SHORT TASK ::
Only the lines starting at the one that contains "on the dense" and running to the end should be repeated, exactly as written.

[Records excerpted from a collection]
■ ■ ■ ■
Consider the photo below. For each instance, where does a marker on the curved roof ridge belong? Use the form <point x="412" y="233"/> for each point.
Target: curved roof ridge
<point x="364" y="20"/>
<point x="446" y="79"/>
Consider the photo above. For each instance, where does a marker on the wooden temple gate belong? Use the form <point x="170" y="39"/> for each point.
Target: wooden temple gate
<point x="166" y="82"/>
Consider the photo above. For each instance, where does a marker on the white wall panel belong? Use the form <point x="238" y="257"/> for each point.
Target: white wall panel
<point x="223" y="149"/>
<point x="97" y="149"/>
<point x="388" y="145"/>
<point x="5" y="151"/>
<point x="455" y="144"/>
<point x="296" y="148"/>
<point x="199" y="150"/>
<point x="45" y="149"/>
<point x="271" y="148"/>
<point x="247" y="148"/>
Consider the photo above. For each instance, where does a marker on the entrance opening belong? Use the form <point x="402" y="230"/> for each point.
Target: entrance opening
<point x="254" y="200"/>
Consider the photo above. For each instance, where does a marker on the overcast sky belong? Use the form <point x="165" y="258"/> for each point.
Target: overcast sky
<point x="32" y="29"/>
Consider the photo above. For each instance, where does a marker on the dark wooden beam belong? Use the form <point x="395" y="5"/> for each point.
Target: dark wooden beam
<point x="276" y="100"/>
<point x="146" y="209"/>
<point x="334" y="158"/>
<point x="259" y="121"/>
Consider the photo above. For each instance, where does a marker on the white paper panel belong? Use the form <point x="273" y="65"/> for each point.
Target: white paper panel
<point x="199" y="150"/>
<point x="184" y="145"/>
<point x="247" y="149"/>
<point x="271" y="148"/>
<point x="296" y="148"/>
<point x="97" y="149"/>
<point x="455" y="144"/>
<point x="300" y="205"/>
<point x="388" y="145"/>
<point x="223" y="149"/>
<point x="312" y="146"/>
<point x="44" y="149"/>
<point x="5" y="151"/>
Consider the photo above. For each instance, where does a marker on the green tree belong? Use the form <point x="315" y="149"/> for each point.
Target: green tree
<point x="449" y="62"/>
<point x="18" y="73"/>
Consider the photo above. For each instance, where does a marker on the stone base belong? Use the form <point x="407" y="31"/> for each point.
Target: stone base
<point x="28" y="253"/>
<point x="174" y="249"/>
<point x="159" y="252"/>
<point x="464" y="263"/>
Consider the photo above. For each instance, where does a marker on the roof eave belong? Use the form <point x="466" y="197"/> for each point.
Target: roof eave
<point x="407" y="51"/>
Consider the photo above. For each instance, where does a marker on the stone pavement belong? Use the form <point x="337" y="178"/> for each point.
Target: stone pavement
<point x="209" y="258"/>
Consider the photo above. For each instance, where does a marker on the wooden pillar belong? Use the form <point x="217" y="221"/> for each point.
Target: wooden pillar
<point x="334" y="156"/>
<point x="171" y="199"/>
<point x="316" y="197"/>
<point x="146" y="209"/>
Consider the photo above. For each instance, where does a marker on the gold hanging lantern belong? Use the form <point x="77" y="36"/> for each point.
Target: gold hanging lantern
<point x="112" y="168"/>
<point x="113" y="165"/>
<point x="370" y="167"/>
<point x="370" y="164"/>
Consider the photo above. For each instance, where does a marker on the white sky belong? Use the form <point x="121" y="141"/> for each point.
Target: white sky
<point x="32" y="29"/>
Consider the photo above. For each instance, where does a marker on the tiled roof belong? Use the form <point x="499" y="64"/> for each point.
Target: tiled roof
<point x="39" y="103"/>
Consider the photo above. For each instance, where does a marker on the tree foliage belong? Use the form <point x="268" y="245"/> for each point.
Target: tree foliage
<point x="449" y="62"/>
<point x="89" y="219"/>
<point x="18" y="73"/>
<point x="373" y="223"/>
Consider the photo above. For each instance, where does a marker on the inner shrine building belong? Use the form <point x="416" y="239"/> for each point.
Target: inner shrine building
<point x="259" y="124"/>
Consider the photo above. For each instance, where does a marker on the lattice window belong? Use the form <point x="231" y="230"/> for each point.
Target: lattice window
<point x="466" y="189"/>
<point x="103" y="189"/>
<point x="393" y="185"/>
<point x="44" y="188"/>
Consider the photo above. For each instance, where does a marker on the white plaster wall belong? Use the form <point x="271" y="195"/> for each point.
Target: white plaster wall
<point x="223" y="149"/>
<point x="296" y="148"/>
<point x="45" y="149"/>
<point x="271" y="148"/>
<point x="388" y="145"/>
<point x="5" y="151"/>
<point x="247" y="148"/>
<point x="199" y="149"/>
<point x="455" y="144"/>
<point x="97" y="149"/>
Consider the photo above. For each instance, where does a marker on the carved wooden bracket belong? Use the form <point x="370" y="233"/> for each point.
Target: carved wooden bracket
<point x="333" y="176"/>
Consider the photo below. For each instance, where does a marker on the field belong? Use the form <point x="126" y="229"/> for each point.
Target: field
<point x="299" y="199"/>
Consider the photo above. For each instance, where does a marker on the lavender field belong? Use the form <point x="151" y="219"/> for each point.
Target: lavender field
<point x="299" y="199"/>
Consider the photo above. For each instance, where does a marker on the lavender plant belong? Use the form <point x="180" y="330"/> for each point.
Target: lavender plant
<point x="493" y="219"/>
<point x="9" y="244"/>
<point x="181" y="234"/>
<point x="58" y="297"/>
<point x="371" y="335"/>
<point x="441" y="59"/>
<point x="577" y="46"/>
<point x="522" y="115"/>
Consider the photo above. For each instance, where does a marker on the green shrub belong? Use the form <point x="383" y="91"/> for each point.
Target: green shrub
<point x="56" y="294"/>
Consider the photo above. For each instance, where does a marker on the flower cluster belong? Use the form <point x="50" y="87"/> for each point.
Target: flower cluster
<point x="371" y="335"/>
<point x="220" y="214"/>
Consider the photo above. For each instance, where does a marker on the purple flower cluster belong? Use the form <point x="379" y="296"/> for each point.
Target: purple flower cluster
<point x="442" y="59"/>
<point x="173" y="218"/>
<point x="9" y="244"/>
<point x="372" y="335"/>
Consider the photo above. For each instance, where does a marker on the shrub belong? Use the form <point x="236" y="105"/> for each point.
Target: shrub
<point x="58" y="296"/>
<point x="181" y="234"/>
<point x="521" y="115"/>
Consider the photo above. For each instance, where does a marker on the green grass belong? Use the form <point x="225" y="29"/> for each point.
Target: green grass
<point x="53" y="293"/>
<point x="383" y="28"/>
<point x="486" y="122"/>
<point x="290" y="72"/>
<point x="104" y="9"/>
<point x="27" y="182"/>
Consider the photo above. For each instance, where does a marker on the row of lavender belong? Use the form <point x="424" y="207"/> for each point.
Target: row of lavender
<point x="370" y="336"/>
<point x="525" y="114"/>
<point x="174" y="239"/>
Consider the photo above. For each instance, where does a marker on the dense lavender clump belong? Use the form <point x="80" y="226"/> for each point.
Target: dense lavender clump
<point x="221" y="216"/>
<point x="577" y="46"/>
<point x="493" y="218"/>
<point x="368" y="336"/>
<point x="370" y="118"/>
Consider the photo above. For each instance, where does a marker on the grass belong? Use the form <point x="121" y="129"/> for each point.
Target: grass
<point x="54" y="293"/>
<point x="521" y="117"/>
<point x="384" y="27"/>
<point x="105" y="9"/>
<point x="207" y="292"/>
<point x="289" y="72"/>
■ ■ ■ ■
WRITTEN RESPONSE ::
Consider the photo above. For each instance, where does a marker on the dense lavender clump belong? Use the form <point x="80" y="226"/> for each point.
Target: dense lavender clump
<point x="221" y="216"/>
<point x="577" y="46"/>
<point x="493" y="218"/>
<point x="368" y="336"/>
<point x="370" y="118"/>
Consider the photo above. For each instance, where does a marker on the grass belong? Use the form <point x="121" y="129"/> for each point.
Target: grass
<point x="54" y="293"/>
<point x="521" y="117"/>
<point x="384" y="27"/>
<point x="105" y="9"/>
<point x="207" y="292"/>
<point x="289" y="72"/>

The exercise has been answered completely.